Your task: Please identify every line in the items below that contains the word "rear", and copy each of those lines in full.

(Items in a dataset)
---+---
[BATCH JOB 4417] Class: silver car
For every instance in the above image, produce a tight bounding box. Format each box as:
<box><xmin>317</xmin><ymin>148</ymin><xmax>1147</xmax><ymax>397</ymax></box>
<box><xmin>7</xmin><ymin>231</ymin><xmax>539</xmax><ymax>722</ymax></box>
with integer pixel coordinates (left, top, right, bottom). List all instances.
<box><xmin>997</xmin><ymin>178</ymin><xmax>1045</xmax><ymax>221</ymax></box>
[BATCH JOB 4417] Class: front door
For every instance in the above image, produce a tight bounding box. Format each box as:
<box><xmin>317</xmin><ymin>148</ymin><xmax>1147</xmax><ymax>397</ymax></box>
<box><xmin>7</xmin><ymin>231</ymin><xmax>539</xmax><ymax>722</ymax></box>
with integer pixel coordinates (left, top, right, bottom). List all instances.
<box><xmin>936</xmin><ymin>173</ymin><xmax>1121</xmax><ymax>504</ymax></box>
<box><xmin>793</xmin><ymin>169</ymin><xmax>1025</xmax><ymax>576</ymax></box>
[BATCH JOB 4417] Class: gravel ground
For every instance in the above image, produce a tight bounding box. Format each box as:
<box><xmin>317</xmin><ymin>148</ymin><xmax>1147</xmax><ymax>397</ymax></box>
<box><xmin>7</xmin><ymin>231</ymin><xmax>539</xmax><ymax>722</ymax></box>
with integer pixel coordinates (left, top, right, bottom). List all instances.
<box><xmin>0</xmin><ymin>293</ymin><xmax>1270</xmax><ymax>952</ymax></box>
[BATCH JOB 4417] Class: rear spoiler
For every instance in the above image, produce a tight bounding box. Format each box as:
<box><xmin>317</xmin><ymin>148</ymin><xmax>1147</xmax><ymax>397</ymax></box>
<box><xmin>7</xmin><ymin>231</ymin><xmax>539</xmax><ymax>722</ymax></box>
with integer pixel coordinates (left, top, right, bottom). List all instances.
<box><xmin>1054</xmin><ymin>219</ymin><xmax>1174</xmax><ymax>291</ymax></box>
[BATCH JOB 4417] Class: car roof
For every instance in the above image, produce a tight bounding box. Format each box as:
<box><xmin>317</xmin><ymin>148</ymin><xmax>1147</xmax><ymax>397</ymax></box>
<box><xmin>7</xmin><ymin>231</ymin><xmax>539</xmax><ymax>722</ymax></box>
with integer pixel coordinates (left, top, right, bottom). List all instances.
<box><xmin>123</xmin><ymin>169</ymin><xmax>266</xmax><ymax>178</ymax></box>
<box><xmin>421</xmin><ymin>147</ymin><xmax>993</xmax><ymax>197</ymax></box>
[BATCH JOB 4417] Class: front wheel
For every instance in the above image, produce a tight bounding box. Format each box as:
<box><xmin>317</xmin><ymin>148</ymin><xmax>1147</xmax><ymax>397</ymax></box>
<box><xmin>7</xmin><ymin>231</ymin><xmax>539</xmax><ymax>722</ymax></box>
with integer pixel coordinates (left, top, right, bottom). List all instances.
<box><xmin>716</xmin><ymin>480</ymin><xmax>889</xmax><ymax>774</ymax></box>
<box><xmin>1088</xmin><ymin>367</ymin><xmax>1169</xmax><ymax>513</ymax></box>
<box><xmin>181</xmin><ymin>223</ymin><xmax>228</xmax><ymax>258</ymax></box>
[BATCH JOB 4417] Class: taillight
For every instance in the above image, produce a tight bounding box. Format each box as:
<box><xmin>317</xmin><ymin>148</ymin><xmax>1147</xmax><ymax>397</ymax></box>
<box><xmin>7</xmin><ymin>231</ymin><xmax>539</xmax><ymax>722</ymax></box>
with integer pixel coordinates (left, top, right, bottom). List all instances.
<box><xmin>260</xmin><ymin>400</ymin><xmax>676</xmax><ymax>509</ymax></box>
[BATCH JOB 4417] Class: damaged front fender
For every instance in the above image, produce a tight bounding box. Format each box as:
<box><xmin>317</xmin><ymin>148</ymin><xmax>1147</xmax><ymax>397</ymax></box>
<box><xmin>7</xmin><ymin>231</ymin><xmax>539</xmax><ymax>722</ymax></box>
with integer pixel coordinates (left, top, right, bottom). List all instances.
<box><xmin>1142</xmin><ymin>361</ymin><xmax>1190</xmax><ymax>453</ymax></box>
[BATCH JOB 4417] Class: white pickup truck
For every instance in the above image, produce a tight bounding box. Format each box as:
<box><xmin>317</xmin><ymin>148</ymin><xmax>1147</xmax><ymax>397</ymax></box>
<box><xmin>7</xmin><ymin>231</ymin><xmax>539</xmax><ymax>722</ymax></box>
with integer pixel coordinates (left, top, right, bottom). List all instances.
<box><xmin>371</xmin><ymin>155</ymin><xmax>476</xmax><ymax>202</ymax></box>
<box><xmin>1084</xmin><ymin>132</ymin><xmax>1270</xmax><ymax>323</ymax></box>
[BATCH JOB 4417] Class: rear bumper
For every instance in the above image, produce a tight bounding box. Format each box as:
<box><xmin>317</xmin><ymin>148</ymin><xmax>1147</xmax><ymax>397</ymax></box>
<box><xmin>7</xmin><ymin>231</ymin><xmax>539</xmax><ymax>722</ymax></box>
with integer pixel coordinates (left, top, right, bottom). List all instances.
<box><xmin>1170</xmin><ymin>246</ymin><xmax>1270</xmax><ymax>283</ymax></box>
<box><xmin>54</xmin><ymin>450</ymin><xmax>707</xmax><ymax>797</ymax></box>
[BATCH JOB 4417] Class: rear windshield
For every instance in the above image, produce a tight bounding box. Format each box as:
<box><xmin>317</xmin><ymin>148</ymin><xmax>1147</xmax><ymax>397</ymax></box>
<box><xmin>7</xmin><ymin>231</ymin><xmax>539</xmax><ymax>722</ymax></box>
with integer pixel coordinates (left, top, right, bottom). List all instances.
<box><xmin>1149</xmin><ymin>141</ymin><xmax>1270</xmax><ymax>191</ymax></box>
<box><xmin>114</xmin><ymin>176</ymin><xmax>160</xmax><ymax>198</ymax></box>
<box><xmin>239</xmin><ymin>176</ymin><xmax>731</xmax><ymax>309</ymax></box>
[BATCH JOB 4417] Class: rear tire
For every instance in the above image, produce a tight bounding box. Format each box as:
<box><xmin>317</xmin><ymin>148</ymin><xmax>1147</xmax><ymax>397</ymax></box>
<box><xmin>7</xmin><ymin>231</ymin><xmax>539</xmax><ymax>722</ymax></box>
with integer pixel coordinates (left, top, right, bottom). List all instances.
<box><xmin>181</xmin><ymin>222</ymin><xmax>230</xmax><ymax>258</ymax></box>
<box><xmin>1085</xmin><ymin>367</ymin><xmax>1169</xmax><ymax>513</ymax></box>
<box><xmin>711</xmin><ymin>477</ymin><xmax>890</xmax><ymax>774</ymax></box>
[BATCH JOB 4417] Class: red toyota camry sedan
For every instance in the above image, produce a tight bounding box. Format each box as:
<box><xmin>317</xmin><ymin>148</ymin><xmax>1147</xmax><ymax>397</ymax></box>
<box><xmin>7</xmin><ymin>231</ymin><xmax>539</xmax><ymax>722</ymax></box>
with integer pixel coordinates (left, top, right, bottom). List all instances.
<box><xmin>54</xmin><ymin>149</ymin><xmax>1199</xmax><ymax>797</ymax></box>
---+---
Answer to this task:
[BATCH JOB 4417] Class: rear spoiler
[BATCH JOB 4417] Class: rear bumper
[BATCH JOB 4417] Class: rear windshield
[BATCH JOB 4417] Class: rear tire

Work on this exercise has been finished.